»»

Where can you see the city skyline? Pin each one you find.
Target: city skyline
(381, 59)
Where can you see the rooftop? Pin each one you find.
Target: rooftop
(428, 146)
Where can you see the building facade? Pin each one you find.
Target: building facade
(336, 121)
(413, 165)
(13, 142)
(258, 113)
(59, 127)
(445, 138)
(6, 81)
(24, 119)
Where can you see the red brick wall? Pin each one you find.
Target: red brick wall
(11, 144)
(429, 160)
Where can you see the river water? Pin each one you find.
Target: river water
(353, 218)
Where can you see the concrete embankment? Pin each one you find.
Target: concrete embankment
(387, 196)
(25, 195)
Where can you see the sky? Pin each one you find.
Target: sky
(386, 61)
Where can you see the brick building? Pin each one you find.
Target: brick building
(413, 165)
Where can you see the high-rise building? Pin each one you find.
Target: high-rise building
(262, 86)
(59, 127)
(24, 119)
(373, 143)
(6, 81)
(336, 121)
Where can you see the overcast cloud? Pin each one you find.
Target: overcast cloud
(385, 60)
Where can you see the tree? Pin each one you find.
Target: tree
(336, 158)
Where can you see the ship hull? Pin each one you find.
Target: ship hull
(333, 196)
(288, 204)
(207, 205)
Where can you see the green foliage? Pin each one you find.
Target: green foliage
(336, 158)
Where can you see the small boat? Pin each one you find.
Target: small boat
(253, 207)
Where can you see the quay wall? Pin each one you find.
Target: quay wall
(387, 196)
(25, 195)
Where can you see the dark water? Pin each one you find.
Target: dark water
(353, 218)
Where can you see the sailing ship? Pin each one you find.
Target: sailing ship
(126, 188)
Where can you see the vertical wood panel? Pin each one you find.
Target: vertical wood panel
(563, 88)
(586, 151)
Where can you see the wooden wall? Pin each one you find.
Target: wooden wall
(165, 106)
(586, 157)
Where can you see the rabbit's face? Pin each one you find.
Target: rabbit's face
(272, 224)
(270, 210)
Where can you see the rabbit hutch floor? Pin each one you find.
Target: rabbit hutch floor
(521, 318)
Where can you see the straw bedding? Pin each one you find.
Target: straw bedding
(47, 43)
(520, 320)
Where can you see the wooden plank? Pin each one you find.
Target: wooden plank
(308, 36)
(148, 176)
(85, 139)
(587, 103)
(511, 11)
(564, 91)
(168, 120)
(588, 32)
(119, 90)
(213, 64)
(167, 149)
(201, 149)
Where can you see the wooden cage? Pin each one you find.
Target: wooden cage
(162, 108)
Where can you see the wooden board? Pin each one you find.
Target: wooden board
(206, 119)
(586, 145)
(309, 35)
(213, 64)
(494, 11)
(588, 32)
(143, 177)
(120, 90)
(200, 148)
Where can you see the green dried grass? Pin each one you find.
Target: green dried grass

««

» Exercise aim: Nothing should be left out: return all of the records exactly.

» Finished exercise:
Where can you see the city skyline? Pin each one you find.
Target: city skyline
(381, 59)
Where can you see the rooftop? Pin each one you find.
Target: rooftop
(428, 146)
Where can you see the building facade? Pin each one you find.
Target: building facade
(336, 121)
(413, 165)
(13, 142)
(258, 113)
(59, 127)
(445, 138)
(6, 81)
(24, 119)
Where can you see the red brick wall? Pin each one you find.
Target: red brick wall
(11, 144)
(429, 160)
Where can you see the river water? Pin each one you find.
Target: river water
(353, 218)
Where can you see the concrete embankment? Pin each one you find.
Target: concrete embankment
(387, 196)
(25, 195)
Where can you see the sky? Pin each one you find.
Target: sky
(386, 61)
Where can you see the brick building? Pin each one you find.
Target: brick building
(413, 165)
Where can you see the high-rise building? Pin each one you find.
Target: high-rise building
(262, 86)
(59, 127)
(24, 119)
(373, 143)
(6, 81)
(336, 121)
Where can you see the overcast cloud? Pin each one you find.
Target: overcast cloud
(385, 60)
Where can you see the tree? Pin each one you find.
Target: tree
(336, 158)
Where can you see the ship hull? Pin each one you find.
Target: ship hull
(333, 196)
(288, 204)
(207, 205)
Where can you see the green foliage? Pin each one you find.
Target: green foliage
(336, 158)
Where can you see the small boat? Pin each one you find.
Target: small boat
(253, 207)
Where can you see the quay wall? Pin each one you find.
Target: quay wall
(387, 196)
(25, 195)
Where can you see the dark water? Pin each one you find.
Target: dark water
(353, 218)
Where can you see the sailing ship? Pin each one you find.
Target: sailing ship
(126, 188)
Where can you see the vertical wood panel? Pin each one you find.
Target: vertical wood panel
(563, 88)
(586, 151)
Where can you see the wooden wall? Pin each one you find.
Target: wooden wall
(165, 106)
(586, 157)
Where can you see the rabbit's face? Pin each one you find.
Target: rabbit's face
(272, 224)
(270, 210)
Where can you see the rabbit hutch floor? Pin each one you find.
Target: rabbit hutch floor
(521, 318)
Where can you see the straw bedding? Pin each one you find.
Target: straw bedding
(47, 43)
(520, 320)
Where can you see the wooden plank? Pin each one you find.
Target: wooden plank
(308, 36)
(148, 176)
(85, 139)
(587, 103)
(511, 11)
(564, 91)
(168, 120)
(588, 32)
(119, 90)
(213, 64)
(167, 149)
(201, 149)
Where can you see the wooden cage? Pin each one you find.
Target: wooden cage
(162, 108)
Where can you see the wooden board? Pin each one you find.
Target: wooden board
(206, 119)
(586, 145)
(309, 35)
(213, 64)
(494, 11)
(588, 32)
(143, 177)
(120, 90)
(200, 148)
Where can you see the green dried grass? Pin each one you find.
Target: green dried grass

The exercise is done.